— REQUIREMENT 1 —
In the forum thread about the WHO's early Covid case data, what does the reply to @Akzzz123 say the WHO did with the December 1 case?
— REQUIREMENT 2 —
Continue the forum thread about the WHO's early Covid case data from its last sentence.

— PROVIDED TEXT —
If you compare the deaths between Shi et al and Wuhan CDC numbers, there's a big discrepancy there as well.

@NateWatson The spirit of the question is to check whether the WHO data is complete or not. If there's an early epidemiological dataset in which the index case is missing, I would not call that dataset as complete even though it's just a single case missing.

@Akzzz123 I The December 1 (I think that's what you mean? can you be a little more explicit in your arguments?) case is an entirely different issue, albeit a very important one (I agree, if the December 1 case had Covid, and had symptom onset on December 1, it makes the wet market case far less likely, and I agree if Covid is unconnected to the wet market, it is probably originating from the lab.) The WHO was certainly aware of the December 1 case though so it's not exactly a discrepancy in the underlying data, they definitely knew about it and chose to exclude it, rightly or wrongly.

I disagree that the spirit of the question is "is the WHO data complete". It's very clearly about case counts. Not "is anything significant wrong with the WHO data". If you're really saying you'll resolve YES, not because of your original argument, not because of a significant discrepancy in counts, but because of the December 1 case, I don't want to debate.

Dataset excerpts:
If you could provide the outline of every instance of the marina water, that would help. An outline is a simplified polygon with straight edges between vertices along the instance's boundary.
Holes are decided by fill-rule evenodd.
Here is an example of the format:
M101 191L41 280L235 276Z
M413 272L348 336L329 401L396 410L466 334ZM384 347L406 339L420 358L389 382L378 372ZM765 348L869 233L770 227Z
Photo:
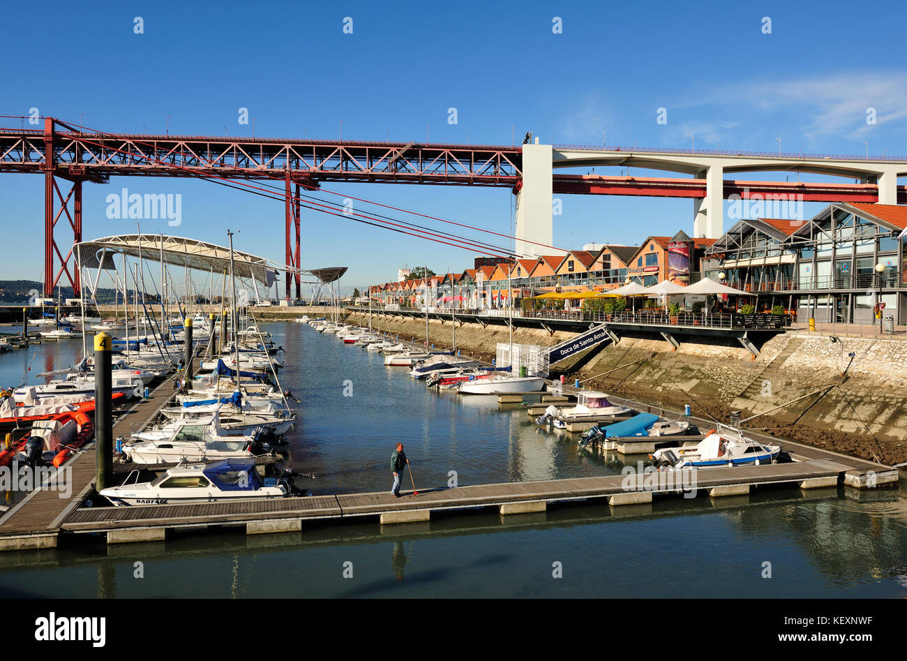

— EXERCISE RESULT 1 —
The WHO knew about the December 1 case and chose to exclude it.

— EXERCISE RESULT 2 —
I am pretty unsure about the Covid origins question as a whole, and if I found out tomorrow lab origin is true, I would think maybe the December 1 case was real and there was some cover-up going on with it. But I would still think Shi et. al. is a red herring and the discrepancy is not because they had access to some data others did not.

@NateWatson

I've updated the description to clarify the spirit of the market that I had in mind when I created it. I'm sorry for the miscommunication.

It's not just because of the Dec 1 case, there are two Dec 10 cases too.

And there's another paper that shows this discrepancy in the very early cases.

https://www.nejm.org/doi/full/10.1056/nejmoa2001316

There's another paper by Pan et al that shows around ~200 cases in December.

There's also the SCMP leak which shows around 260 cases in 2019.

The WHO terms of reference (July 2020) mentions 124 confirmed cases and specifically refers to a retrospective search for cases.

Shi et al mentions 135 lab confirmed cases and 227 total.

15 deaths in the Wuhan CDC report from Dec onset cases compared to 33 in Shi et al. We know that deaths were underreported.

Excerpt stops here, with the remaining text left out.